> [SET PROBLEM 1]:
Rewrite the stored dataset entries below, replacing "marker" with "point" and leaving everything else unchanged. Omit the pictures from your version.

> [PAGE EXTRACT]:
The problem with me is that I’m a night person, my energy reaches its highest levels after 6 pm, but the delimma I’m having is the job hours which usually require an early riser. But I’m beginning to handle this problem with moderating my late-nights and trying to sleep less than 8 hours a day. So my day usually starts at 10 am and ends at 4 am.

Now, what’s with all these tasks? First of all, the most important task on my agenda is the thesis modifications. Some of the chapters require a thorough review, while some are quite good in their current state. But the problem is that both my supervisors are not satisfied with the results output graphs. Well, what can I do? That’s how the results came out! But obviously I have to work my way around this somehow. I still have almost a month before I have to deliver the final version to the discussion committee, so I’m in luck to have sometime to fix the results problem. They told me that one of the committee members is a very knowledgable professor, if only I could ask him before the final show 🙂 .

Stored dataset items:
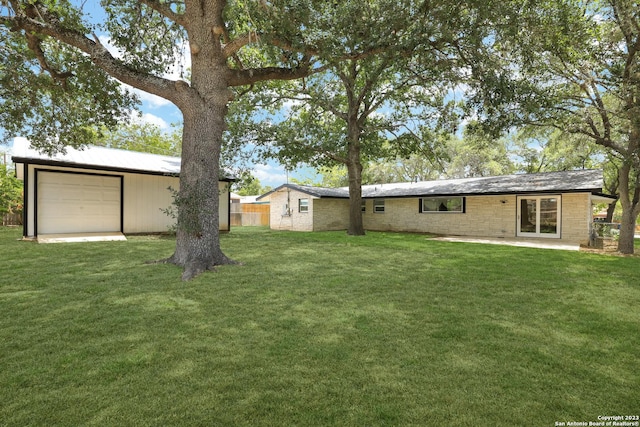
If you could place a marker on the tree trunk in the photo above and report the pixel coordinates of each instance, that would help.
(354, 169)
(627, 232)
(197, 239)
(354, 173)
(630, 210)
(610, 211)
(204, 109)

> [SET PROBLEM 2]:
Answer these questions from the page extract:
(a) At what times does the writer's day usually start and end?
(b) What task does the writer name as the most important on the agenda?
(c) How much time does the writer have left before delivering the final version to the discussion committee?

> [REPLY 1]:
If you could place a point on the tree trunk in the photo above and report the pixel coordinates of each instance, that would help.
(354, 169)
(627, 232)
(197, 239)
(354, 173)
(630, 210)
(610, 211)
(204, 109)

> [REPLY 2]:
(a) It usually starts at 10 am and ends at 4 am.
(b) The thesis modifications.
(c) Almost a month.